[Records]

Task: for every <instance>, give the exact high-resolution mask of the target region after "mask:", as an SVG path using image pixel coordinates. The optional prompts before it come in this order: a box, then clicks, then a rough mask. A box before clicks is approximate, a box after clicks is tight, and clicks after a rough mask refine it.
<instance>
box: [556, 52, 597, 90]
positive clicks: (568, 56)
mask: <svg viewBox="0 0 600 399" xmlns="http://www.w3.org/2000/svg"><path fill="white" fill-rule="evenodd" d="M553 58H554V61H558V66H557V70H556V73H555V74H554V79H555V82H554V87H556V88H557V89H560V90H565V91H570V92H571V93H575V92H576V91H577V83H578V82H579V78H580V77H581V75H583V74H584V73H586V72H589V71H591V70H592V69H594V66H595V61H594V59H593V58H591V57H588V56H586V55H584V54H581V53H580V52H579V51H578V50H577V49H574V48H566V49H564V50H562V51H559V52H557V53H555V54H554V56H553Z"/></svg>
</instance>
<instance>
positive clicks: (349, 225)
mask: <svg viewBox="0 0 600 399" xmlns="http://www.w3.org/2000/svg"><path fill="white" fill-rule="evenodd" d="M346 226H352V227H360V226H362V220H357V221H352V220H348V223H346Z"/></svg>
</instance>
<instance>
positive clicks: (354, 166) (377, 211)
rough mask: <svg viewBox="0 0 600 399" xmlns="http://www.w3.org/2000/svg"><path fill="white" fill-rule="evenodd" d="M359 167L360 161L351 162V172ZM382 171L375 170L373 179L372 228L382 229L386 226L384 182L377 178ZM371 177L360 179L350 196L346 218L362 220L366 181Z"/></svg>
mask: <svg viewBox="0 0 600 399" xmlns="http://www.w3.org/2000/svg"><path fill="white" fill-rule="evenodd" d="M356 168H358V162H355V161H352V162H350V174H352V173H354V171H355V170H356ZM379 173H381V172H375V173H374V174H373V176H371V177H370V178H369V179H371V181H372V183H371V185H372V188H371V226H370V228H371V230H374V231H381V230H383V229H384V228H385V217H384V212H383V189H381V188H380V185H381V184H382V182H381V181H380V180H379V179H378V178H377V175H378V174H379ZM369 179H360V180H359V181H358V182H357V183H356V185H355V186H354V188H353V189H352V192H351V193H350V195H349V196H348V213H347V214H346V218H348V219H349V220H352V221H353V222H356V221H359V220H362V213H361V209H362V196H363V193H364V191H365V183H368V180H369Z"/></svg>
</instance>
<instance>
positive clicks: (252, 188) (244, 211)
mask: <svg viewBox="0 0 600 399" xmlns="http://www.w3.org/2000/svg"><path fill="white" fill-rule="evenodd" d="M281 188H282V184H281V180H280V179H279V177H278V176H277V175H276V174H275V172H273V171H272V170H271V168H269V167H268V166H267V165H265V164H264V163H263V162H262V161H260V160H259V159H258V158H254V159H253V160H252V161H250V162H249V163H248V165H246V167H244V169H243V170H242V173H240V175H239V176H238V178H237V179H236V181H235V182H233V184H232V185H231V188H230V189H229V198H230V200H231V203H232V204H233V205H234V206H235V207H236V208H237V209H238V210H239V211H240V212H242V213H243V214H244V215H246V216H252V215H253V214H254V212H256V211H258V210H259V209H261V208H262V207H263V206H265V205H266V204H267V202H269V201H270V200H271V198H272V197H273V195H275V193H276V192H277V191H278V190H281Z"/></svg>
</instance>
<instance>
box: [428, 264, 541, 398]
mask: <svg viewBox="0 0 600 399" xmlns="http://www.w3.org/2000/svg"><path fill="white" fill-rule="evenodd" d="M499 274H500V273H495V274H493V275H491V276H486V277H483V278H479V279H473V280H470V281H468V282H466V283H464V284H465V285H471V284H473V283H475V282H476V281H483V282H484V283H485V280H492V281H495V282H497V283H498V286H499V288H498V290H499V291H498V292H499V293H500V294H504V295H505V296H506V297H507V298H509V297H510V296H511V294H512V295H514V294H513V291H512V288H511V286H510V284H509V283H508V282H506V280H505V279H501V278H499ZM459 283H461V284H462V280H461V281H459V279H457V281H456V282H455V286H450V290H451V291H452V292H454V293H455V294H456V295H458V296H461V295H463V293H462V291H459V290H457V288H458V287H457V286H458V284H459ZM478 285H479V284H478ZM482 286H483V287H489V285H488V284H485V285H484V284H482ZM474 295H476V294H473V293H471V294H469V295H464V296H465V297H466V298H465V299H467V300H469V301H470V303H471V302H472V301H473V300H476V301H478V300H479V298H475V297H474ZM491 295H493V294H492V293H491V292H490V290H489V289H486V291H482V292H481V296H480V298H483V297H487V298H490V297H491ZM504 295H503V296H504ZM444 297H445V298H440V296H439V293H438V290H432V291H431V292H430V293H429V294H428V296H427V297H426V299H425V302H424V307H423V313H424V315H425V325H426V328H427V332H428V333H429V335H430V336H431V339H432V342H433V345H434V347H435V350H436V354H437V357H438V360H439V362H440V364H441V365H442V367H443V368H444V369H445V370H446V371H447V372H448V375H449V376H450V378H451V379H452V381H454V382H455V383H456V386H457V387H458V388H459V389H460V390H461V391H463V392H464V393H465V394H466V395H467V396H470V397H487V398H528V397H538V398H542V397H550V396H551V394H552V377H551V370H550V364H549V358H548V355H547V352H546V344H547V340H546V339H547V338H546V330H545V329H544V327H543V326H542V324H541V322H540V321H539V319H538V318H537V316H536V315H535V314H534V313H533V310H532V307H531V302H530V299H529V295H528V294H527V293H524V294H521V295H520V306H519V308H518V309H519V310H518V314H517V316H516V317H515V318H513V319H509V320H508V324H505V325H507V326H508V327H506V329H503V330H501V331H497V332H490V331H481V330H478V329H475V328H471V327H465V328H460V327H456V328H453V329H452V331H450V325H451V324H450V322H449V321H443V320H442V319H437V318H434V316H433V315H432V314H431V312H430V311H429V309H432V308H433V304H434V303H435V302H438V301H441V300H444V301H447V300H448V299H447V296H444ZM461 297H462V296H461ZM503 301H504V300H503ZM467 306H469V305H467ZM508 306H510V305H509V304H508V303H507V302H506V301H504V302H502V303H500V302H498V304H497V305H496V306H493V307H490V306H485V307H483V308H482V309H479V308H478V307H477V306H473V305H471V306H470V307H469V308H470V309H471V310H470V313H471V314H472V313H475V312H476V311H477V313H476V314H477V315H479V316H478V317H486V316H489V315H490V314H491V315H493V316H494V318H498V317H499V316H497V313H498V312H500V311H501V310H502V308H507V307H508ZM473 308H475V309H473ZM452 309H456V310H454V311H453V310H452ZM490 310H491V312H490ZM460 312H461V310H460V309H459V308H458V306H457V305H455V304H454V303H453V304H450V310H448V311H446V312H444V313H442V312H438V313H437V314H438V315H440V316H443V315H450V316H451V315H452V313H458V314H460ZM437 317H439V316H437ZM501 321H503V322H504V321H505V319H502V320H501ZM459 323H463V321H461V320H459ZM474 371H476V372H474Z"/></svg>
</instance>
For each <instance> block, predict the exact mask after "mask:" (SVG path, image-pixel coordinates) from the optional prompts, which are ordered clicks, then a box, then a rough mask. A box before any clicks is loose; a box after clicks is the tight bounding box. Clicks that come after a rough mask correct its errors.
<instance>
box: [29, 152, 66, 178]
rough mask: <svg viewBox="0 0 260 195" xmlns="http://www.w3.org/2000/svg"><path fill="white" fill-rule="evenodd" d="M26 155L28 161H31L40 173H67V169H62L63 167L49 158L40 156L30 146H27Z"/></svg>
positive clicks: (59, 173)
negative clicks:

[/Records]

• What you are asked to do
In your answer, print every entry exactly as it appears.

• Solution to this problem
Task: for every <instance>, give the exact high-resolution mask of the target region after "mask:", as an SVG path using image pixel coordinates. The optional prompts before it come in this order: a box, then clicks, then a rough mask. A box before clicks is approximate, a box after clicks is tight, and clicks after a rough mask refine it.
<instance>
box: [556, 52, 597, 90]
positive clicks: (568, 56)
mask: <svg viewBox="0 0 600 399" xmlns="http://www.w3.org/2000/svg"><path fill="white" fill-rule="evenodd" d="M553 58H554V61H558V66H557V70H556V73H555V74H554V79H555V82H554V87H556V88H557V89H560V90H565V91H570V92H571V93H575V92H576V91H577V83H578V82H579V78H580V77H581V75H583V74H584V73H586V72H589V71H591V70H592V69H594V66H595V61H594V59H593V58H591V57H588V56H586V55H584V54H581V53H580V52H579V51H578V50H577V49H574V48H566V49H564V50H562V51H559V52H557V53H555V54H554V56H553Z"/></svg>
</instance>
<instance>
positive clicks: (349, 225)
mask: <svg viewBox="0 0 600 399" xmlns="http://www.w3.org/2000/svg"><path fill="white" fill-rule="evenodd" d="M346 226H352V227H360V226H362V220H357V221H352V220H348V223H346Z"/></svg>
</instance>
<instance>
positive clicks: (354, 166) (377, 211)
rough mask: <svg viewBox="0 0 600 399" xmlns="http://www.w3.org/2000/svg"><path fill="white" fill-rule="evenodd" d="M359 167L360 161L351 162V172ZM382 171L375 170L373 179L372 228L382 229L386 226L384 182L377 178ZM371 177L360 179L350 196L346 218L362 220L366 181Z"/></svg>
mask: <svg viewBox="0 0 600 399" xmlns="http://www.w3.org/2000/svg"><path fill="white" fill-rule="evenodd" d="M356 168H358V162H355V161H352V162H350V174H352V173H354V171H355V170H356ZM379 173H381V172H375V173H374V174H373V176H371V177H370V178H369V179H371V181H372V183H371V185H372V188H371V226H370V228H371V230H374V231H381V230H383V229H384V228H385V217H384V212H383V189H381V188H380V185H381V184H382V182H381V181H380V180H379V179H378V178H377V175H378V174H379ZM369 179H360V180H359V181H358V182H357V183H356V185H355V186H354V188H353V189H352V192H351V193H350V195H349V196H348V213H347V214H346V218H348V219H349V220H352V221H353V222H356V221H359V220H362V213H361V209H362V196H363V193H364V191H365V183H368V180H369Z"/></svg>
</instance>
<instance>
positive clicks: (252, 188) (244, 211)
mask: <svg viewBox="0 0 600 399" xmlns="http://www.w3.org/2000/svg"><path fill="white" fill-rule="evenodd" d="M281 188H282V184H281V180H280V179H279V177H278V176H277V175H276V174H275V172H273V171H272V170H271V168H269V167H268V166H267V165H265V164H264V163H263V162H262V161H260V160H259V159H258V158H254V159H253V160H252V161H250V162H249V163H248V165H246V167H244V169H243V170H242V173H240V175H239V176H238V178H237V179H236V181H235V182H233V184H232V185H231V188H230V189H229V198H230V200H231V203H232V204H233V205H234V206H235V207H236V208H237V209H238V210H239V211H240V212H242V213H243V214H244V215H246V216H252V215H253V214H254V212H256V211H258V210H259V209H261V208H262V207H263V206H265V205H266V204H267V202H269V201H270V200H271V198H272V197H273V195H275V193H276V192H277V191H278V190H281Z"/></svg>
</instance>
<instance>
box: [428, 264, 541, 398]
mask: <svg viewBox="0 0 600 399" xmlns="http://www.w3.org/2000/svg"><path fill="white" fill-rule="evenodd" d="M499 274H500V273H495V274H493V275H491V276H486V277H483V278H479V279H473V280H470V281H468V282H466V283H464V284H465V285H471V284H473V283H475V282H476V281H483V282H484V283H485V280H492V281H495V282H497V283H498V286H499V288H498V290H499V291H498V292H499V293H500V294H504V295H505V296H506V297H507V298H509V297H510V296H511V294H512V295H514V294H513V291H512V288H511V286H510V284H509V283H508V282H506V280H505V279H501V278H499ZM459 283H461V284H462V280H461V281H459V279H457V281H456V282H455V286H450V290H451V291H452V292H454V293H455V294H456V295H458V296H461V295H463V293H462V291H459V290H457V288H458V287H457V286H458V284H459ZM478 285H479V284H478ZM482 286H483V287H489V285H488V284H485V285H484V284H482ZM474 295H476V294H473V293H471V294H469V295H464V296H465V297H466V298H465V299H467V300H469V301H470V303H471V302H472V301H473V300H476V301H478V300H479V298H475V297H474ZM491 295H493V294H492V293H491V292H490V290H489V289H486V291H482V292H481V296H480V298H483V297H487V298H490V297H491ZM504 295H503V296H504ZM444 297H445V298H440V296H439V293H438V290H432V291H431V292H430V293H429V294H428V296H427V297H426V299H425V302H424V307H423V313H424V315H425V325H426V328H427V332H428V333H429V335H430V336H431V339H432V342H433V345H434V347H435V350H436V354H437V357H438V360H439V362H440V364H441V365H442V367H443V368H444V369H445V370H446V371H447V372H448V375H449V376H450V378H451V379H452V381H454V382H455V383H456V386H457V387H458V388H459V389H460V390H461V391H463V392H464V393H465V394H466V395H467V396H470V397H487V398H528V397H538V398H542V397H550V396H551V394H552V377H551V370H550V364H549V358H548V355H547V352H546V344H547V340H546V339H547V338H546V330H545V329H544V327H543V326H542V324H541V322H540V321H539V319H538V318H537V316H536V315H535V314H534V313H533V310H532V307H531V302H530V299H529V295H528V294H527V293H524V294H521V295H520V306H519V308H518V309H519V310H518V314H517V316H516V317H515V318H513V319H509V320H508V324H505V325H507V326H508V327H506V329H503V330H501V331H497V332H490V331H481V330H478V329H475V328H471V327H465V328H460V327H456V328H453V329H452V331H450V325H451V324H450V322H449V321H443V320H442V319H437V318H434V316H433V315H432V314H431V312H430V311H429V309H432V308H433V304H434V303H435V302H438V301H441V300H444V301H447V300H448V299H447V296H444ZM461 297H462V296H461ZM503 301H504V300H503ZM467 306H469V305H467ZM508 306H510V305H509V304H508V303H507V302H506V301H504V302H502V303H500V302H498V304H497V305H496V306H493V307H490V306H485V307H483V308H482V309H479V308H478V307H477V306H473V305H471V306H470V307H469V308H470V309H471V310H470V313H471V314H472V313H475V312H476V311H477V313H476V314H477V315H479V316H478V317H486V316H489V315H490V314H491V315H493V316H494V318H498V317H499V316H497V313H498V312H500V311H501V310H502V308H507V307H508ZM473 308H475V309H473ZM452 309H456V310H454V311H453V310H452ZM490 310H491V312H490ZM460 312H461V310H460V309H459V308H458V306H457V305H455V304H454V303H453V304H450V310H448V311H446V312H444V313H442V312H438V313H437V314H438V315H440V316H443V315H450V316H451V315H452V313H458V314H460ZM437 317H439V316H437ZM501 321H503V322H504V321H505V319H502V320H501ZM459 323H463V321H461V320H459ZM474 371H476V372H474Z"/></svg>
</instance>
For each <instance> block, predict the exact mask after "mask:" (SVG path, image-pixel coordinates) from the optional prompts, which are ordered clicks, then a box, then a rough mask. A box before any clicks is loose; a box after clicks is the tight bounding box. Clicks that come after a rough mask correct its errors.
<instance>
box: [29, 152, 66, 178]
rough mask: <svg viewBox="0 0 260 195" xmlns="http://www.w3.org/2000/svg"><path fill="white" fill-rule="evenodd" d="M26 155L28 161H31L40 173H67V169H62L63 167L49 158L40 156L30 146H27Z"/></svg>
positive clicks: (59, 173)
negative clicks:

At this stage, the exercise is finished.